• **READING PASSAGE**

■ ■ ■ ■ ■

U.S. Cyberattack Hurt Iran’s Ability to Target Oil Tankers, Officials Say

By Julian E. Barnes

WASHINGTON — A secret cyberattack against Iran in June wiped out a critical database used by Iran’s paramilitary arm to plot attacks against oil tankers and degraded Tehran’s ability to covertly target shipping traffic in the Persian Gulf, at least temporarily, according to senior American officials.

Iran is still trying to recover information destroyed in the June 20 attack and restart some of the computer systems — including military communications networks — taken offline, the officials said.

Senior officials discussed the results of the strike in part to quell doubts within the Trump administration about whether the benefits of the operation outweighed the cost — lost intelligence and lost access to a critical network used by the Islamic Revolutionary Guards Corps, Iran’s paramilitary forces.


The United States and Iran have long been involved in an undeclared cyberconflict, one carefully calibrated to remain in the gray zone between war and peace. The June 20 strike was a critical attack in that ongoing battle, officials said, and it went forward even after President Trump called off a retaliatory airstrike that day after Iran shot down an American drone.

Iran has not escalated its attacks in response, continuing its cyberoperations against the United States government and American corporations at a steady rate, according to American government officials.

American cyberoperations are designed to change Iran’s behavior without initiating a broader conflict or prompting retaliation, said Norman Roule, a former senior intelligence official. Because they are rarely acknowledged publicly, cyberstrikes are much like covert operations, he said.

■ ■ ■ ■ ■

• **MATERIAL SUPPLIED**
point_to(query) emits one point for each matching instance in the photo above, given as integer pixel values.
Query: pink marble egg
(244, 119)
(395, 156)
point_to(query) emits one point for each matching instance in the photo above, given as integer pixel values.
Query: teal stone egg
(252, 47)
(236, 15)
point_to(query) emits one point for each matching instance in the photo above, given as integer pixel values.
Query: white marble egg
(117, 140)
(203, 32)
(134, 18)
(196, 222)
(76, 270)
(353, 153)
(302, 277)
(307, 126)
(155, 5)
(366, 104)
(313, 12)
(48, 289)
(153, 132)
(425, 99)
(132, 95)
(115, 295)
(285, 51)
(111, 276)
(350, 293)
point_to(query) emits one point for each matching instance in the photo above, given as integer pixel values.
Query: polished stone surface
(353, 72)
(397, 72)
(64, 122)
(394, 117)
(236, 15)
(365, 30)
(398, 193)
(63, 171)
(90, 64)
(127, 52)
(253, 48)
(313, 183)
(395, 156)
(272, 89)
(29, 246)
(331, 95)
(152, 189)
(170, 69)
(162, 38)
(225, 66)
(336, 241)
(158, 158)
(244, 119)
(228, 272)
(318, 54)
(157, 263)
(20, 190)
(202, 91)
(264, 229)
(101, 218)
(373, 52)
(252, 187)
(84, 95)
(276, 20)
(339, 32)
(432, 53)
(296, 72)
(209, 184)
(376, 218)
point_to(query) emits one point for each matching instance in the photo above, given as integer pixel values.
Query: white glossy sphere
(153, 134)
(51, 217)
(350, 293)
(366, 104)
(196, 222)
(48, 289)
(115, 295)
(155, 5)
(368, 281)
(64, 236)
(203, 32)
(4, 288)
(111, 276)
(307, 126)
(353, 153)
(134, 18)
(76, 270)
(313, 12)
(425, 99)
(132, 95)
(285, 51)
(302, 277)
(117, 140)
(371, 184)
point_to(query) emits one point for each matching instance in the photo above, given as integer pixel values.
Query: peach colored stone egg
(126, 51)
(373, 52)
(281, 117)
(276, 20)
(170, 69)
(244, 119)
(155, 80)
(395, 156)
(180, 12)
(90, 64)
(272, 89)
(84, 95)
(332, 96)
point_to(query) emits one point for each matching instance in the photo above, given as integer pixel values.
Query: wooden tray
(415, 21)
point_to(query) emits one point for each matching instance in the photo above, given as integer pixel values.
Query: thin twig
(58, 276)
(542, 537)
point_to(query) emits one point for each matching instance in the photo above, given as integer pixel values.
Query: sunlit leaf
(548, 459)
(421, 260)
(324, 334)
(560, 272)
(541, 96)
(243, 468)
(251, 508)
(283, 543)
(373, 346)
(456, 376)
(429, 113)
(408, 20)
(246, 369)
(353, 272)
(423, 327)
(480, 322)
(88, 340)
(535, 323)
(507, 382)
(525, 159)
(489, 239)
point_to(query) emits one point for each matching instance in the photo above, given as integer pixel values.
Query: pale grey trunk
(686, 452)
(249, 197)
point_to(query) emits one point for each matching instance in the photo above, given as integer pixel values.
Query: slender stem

■ ■ ■ ■ ■

• **EXERCISE GOAL**
In the article on the U.S. cyberattack against Iran, what did the June attack wipe out? The records are separate material and are not part of the article on the U.S. cyberattack against Iran.

• **RIGHT ANSWER**
A critical database that Iran's paramilitary arm used to plot attacks against oil tankers.